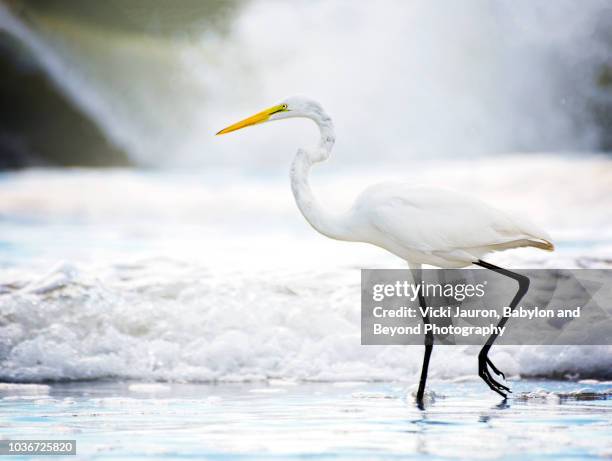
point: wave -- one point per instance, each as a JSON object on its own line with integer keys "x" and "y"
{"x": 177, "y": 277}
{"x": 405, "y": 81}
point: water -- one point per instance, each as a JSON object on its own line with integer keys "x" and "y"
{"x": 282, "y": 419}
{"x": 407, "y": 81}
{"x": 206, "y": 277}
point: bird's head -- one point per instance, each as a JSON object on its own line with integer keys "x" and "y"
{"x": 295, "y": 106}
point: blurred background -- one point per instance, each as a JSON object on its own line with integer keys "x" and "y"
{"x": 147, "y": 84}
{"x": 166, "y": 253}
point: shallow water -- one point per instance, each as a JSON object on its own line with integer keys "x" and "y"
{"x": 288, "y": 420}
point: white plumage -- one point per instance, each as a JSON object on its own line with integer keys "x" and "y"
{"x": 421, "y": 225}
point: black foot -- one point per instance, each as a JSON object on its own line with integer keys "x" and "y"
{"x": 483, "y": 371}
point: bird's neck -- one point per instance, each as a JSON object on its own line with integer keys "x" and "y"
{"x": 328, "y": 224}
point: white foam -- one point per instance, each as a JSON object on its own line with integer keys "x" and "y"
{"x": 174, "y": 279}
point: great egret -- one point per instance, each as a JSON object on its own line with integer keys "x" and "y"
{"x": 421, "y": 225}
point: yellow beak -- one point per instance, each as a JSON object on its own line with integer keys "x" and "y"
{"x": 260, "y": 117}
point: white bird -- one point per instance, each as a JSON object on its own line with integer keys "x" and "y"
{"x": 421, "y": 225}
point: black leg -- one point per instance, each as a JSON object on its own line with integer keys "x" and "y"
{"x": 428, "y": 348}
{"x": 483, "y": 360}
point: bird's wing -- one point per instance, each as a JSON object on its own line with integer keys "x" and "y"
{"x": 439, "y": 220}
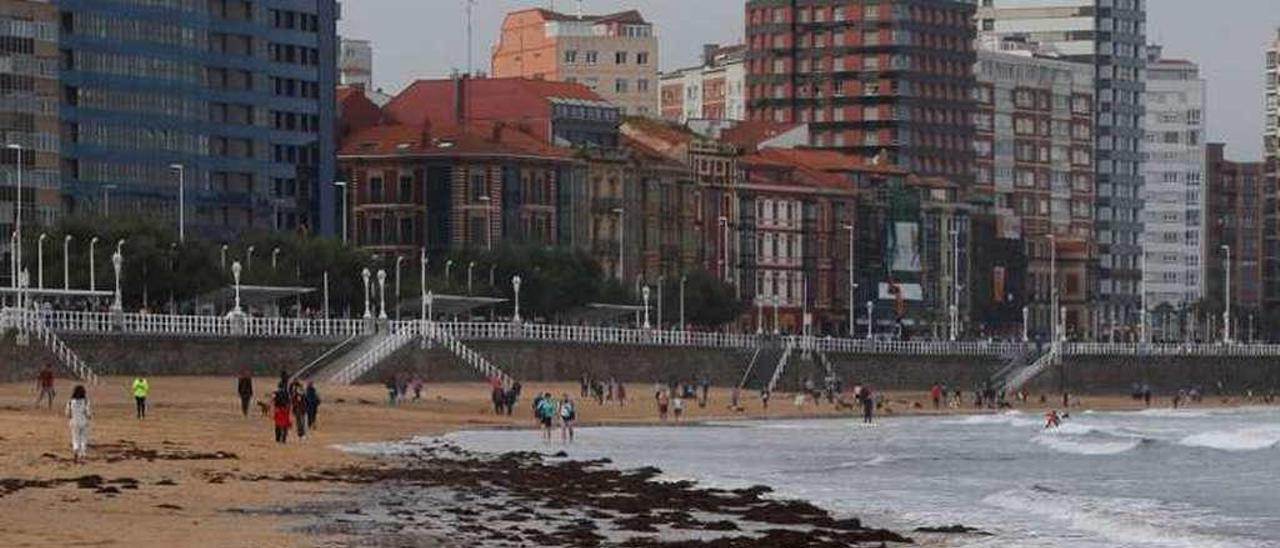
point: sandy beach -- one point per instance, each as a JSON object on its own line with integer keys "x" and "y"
====
# [WORK REQUIRED]
Can you extract each of the lines above word for word, leaving out the pictures?

# [RIGHT ANSWER]
point: wave -- one point per instance, each as a JSON object on its own line with integer keys "x" and "y"
{"x": 177, "y": 277}
{"x": 405, "y": 81}
point: water -- one point per instance, each as a JSON object on its own line with integer keys "x" and "y"
{"x": 282, "y": 419}
{"x": 407, "y": 81}
{"x": 206, "y": 277}
point: bird's head -- one point per instance, each as a JSON object on its own line with integer keys "x" and "y"
{"x": 295, "y": 106}
point: blurred background -- one point per instance, each as a JSON object on its own line with integer keys "x" and "y"
{"x": 147, "y": 84}
{"x": 166, "y": 253}
point: shallow water -- one point per instance, each as a JSON object on its own line with integer keys "x" and "y"
{"x": 288, "y": 420}
point: white plumage -- one point per instance, each as a JSON object on its own line with integer keys "x" and "y"
{"x": 421, "y": 225}
point: black foot -- one point per instance, each as a JSON object on its own line with integer keys "x" and "y"
{"x": 483, "y": 371}
point: bird's neck -- one point per instance, each as a JSON object on its own line with integer keys "x" and "y"
{"x": 328, "y": 224}
point: white foam -- one point per instance, each as a JSON object on its own line with integer keys "x" and "y"
{"x": 174, "y": 279}
point: great egret -- one point per instance, each as a JSON object on its own line with integer keys "x" and "y"
{"x": 421, "y": 225}
point: yellow beak -- one point per instance, each as a JSON object on its own line with integer keys "x" and "y"
{"x": 260, "y": 117}
point: white bird -- one point per instance, each as a JSON object on its own line with integer keys "x" and "y"
{"x": 421, "y": 225}
point: black leg -- one point per instance, each as a JSON object on its own line with integer keys "x" and "y"
{"x": 428, "y": 348}
{"x": 483, "y": 360}
point: bird's wing -- one point per instance, each as a JSON object on its own line with integer keys "x" and "y"
{"x": 439, "y": 220}
point: sandy beach -- one point per instance, each as a JSON object on its own line with integer keys "x" and "y"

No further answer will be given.